> _TEXT PROVIDED_
Cooking has been a second career for Fatell, who came to Washington 10 years ago to work on Barack Obama’s 2008 presidential campaign after graduating from the University of Pittsburgh. She then worked for several nonprofit and social justice organizations before opening the Grassroots Gourmet bakery in 2011 in the city’s Bloomingdale neighborhood.

“I liked baking, and after a while enough people said, You’re really good at that, I would totally pay for a cake or whatever,’” she said.

Business was good. But Fatell was working 12-hour days with a small staff. She was paying her workers what she saw as fair wages, but was unsure she would be able to continue to do so. She tried to sell the company, but to no avail.

“I wanted to have a house and a family,” she said. “How is the shop going to run if I’m pregnant, or how am I going to support my partner if she gets pregnant?”

Fatell closed Grassroots Gourmet last December and went in search of a job that combined food and leadership. A friend sent her a job posting from OneTable.

“I looked at the job on paper. It was food and organizing and Jews, and I was like, ‘This is right up my alley.’”

Fatell said her job is a “combination of hands-on learning, Jewish learning and some cool food stuff.” A recent example was a pickling workshop she led in Pittsburgh last month: Noshpitality.

“They learned to pickle, they learned to make kraut and then we talked about why our people eat pickled foods,” she said. “What’s going on? Why do we eat fermented foods?”

> _SOURCE EXCERPT_
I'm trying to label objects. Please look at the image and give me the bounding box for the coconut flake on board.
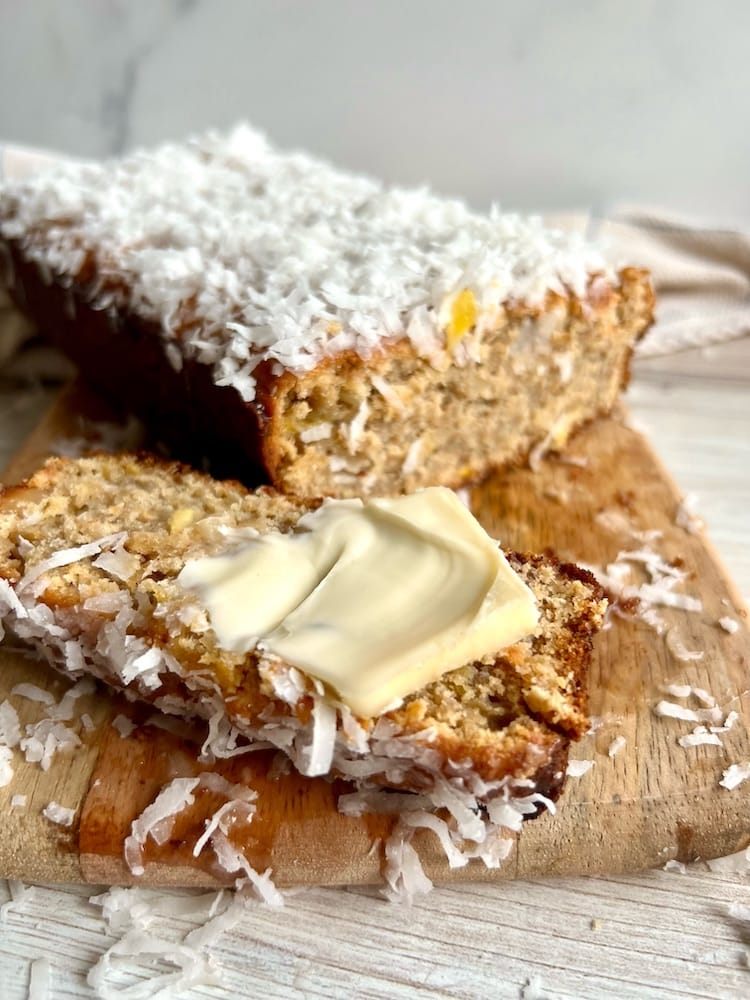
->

> _AIM OF THE TASK_
Please reproduce the above profile of Fatell's move from baking to OneTable word for word, from start to finish.

> _RESPONSE_
Cooking has been a second career for Fatell, who came to Washington 10 years ago to work on Barack Obama’s 2008 presidential campaign after graduating from the University of Pittsburgh. She then worked for several nonprofit and social justice organizations before opening the Grassroots Gourmet bakery in 2011 in the city’s Bloomingdale neighborhood.

“I liked baking, and after a while enough people said, You’re really good at that, I would totally pay for a cake or whatever,’” she said.

Business was good. But Fatell was working 12-hour days with a small staff. She was paying her workers what she saw as fair wages, but was unsure she would be able to continue to do so. She tried to sell the company, but to no avail.

“I wanted to have a house and a family,” she said. “How is the shop going to run if I’m pregnant, or how am I going to support my partner if she gets pregnant?”

Fatell closed Grassroots Gourmet last December and went in search of a job that combined food and leadership. A friend sent her a job posting from OneTable.

“I looked at the job on paper. It was food and organizing and Jews, and I was like, ‘This is right up my alley.’”

Fatell said her job is a “combination of hands-on learning, Jewish learning and some cool food stuff.” A recent example was a pickling workshop she led in Pittsburgh last month: Noshpitality.

“They learned to pickle, they learned to make kraut and then we talked about why our people eat pickled foods,” she said. “What’s going on? Why do we eat fermented foods?”